TASK A
Could you reproduce the COP-27 piece below word for word, from "A few years" up to and including "for different reasons."?

SOURCE EXCERPT
┌──

Reflections of Journalists attending COP-27
December 28, 2022
The United Nations Climate Change Conference (COP-27) took place in Sharm el-Sheikh, Egypt from November 6 to 20, 2022. Leaders from over 100 countries attended the conference to speak out against climate change and promise to take action to reduce its effects. The United Nations Development Programme (UNDP) jointly with other UN agencies provided financial support to four Nepali journalists so they could travel to Egypt, get a deeper understanding of the issue, and report on the conference proceedings.
Upon return of the journalists, on December 14, the UNDP Nepal held a de-briefing meeting to hear the journalists' insights and reflections. The event was attended by journalists covering climate change and UNDP staff from Nepal. Here are abridged versions of their reflections.
A few years ago, people didn't think climate change and the environment were serious problems that should get a lot of attention in the media. But now, journalists and editors in Nepal’s media understand how important these issues are. Some journalists have started to write about these topics more, for different reasons.

└──

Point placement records
┌──

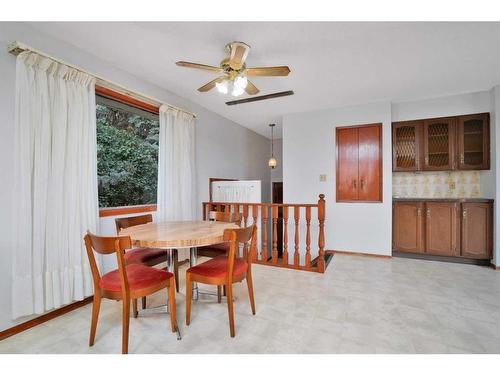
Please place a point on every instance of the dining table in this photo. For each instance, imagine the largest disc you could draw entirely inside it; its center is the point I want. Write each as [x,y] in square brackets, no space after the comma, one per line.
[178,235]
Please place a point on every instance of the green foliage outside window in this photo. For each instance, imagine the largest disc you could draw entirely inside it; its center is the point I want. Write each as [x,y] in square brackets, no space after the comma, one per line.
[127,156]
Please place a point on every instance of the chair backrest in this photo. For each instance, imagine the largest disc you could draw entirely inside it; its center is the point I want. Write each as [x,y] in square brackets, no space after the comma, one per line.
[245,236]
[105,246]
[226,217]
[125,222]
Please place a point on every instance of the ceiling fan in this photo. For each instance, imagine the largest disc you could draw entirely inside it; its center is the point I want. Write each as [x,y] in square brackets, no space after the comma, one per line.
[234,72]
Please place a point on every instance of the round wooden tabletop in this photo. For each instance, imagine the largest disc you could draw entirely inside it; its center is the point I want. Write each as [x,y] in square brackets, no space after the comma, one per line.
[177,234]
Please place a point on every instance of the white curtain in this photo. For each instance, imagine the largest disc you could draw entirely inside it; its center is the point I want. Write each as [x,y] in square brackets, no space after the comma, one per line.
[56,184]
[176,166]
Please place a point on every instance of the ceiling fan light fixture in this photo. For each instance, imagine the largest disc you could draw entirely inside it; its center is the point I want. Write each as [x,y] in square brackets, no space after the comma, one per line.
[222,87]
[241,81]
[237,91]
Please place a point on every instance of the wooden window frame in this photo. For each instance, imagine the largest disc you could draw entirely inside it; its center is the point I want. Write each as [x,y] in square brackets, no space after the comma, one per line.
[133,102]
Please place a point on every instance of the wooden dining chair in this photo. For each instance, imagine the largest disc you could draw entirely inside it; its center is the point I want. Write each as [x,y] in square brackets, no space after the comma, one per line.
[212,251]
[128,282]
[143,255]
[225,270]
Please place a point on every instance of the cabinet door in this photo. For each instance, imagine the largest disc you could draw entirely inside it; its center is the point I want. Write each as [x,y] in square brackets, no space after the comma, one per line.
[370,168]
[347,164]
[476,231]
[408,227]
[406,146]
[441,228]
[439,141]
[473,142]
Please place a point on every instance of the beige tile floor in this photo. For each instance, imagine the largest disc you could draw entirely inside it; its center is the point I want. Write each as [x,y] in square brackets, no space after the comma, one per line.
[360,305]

└──
┌──

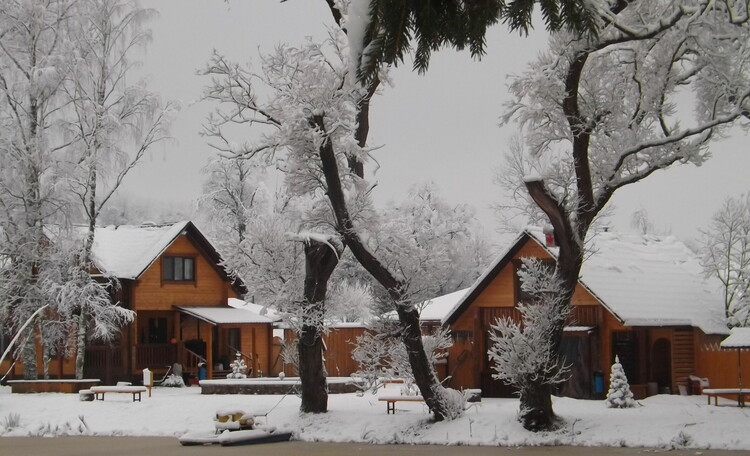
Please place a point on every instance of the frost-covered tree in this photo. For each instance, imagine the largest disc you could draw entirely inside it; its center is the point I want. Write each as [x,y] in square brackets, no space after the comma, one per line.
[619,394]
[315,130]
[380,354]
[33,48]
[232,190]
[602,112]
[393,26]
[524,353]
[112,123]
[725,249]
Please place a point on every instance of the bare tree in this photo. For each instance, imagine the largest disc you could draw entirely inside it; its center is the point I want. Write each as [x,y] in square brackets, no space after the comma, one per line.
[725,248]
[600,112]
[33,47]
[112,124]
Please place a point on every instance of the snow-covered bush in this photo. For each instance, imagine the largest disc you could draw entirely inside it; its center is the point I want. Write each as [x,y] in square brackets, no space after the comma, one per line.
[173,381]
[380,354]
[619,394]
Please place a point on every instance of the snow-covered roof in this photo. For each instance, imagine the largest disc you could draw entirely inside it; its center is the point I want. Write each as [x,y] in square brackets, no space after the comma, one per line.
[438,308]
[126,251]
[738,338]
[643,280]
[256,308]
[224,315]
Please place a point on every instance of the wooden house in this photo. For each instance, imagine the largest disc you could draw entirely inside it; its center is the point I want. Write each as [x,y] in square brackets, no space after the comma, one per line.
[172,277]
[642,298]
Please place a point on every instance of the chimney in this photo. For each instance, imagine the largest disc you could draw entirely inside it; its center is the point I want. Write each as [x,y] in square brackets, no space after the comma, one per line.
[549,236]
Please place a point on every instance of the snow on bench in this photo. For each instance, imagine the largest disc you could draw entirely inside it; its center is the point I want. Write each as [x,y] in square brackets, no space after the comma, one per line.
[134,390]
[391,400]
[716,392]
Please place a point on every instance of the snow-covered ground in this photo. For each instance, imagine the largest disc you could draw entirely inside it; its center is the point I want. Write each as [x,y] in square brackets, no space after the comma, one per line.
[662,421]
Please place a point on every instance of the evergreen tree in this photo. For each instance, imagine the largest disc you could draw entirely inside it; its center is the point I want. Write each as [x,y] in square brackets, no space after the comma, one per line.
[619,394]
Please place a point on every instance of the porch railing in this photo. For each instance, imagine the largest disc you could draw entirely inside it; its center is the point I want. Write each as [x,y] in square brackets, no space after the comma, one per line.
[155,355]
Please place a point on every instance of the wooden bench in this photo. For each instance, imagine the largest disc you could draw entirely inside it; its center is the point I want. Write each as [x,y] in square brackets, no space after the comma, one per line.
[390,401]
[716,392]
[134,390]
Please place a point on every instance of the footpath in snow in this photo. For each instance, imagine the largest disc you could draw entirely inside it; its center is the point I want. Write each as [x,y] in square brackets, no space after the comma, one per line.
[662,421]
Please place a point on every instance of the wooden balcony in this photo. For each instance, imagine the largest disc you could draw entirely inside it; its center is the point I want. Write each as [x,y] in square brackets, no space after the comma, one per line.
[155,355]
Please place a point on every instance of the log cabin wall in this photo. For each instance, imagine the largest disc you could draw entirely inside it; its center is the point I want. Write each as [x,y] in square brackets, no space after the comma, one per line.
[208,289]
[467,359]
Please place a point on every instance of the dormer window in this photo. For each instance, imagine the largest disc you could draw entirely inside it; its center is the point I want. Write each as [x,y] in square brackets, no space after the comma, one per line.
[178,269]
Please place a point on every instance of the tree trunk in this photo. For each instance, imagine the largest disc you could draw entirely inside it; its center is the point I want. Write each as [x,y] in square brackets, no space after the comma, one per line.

└──

TASK B
Return every line of the entries above that contains the string "ceiling", matching case exactly.

CORRECT RESULT A
A few years ago, people didn't think climate change and the environment were serious problems that should get a lot of attention in the media. But now, journalists and editors in Nepal’s media understand how important these issues are. Some journalists have started to write about these topics more, for different reasons.

CORRECT RESULT B
Please place a point on every instance of the ceiling fan in this photo. For each instance, imagine the largest disc you could draw entirely inside it; its center is the point I want. Write each as [x,y] in square brackets, no space after the comma, one per line.
Please place a point on every instance of the ceiling fan light fixture in this photo. For each instance, imagine the largest disc you could draw entirely inside it; its center is the point I want. Write each as [x,y] in square brackets, no space after the comma, one per line.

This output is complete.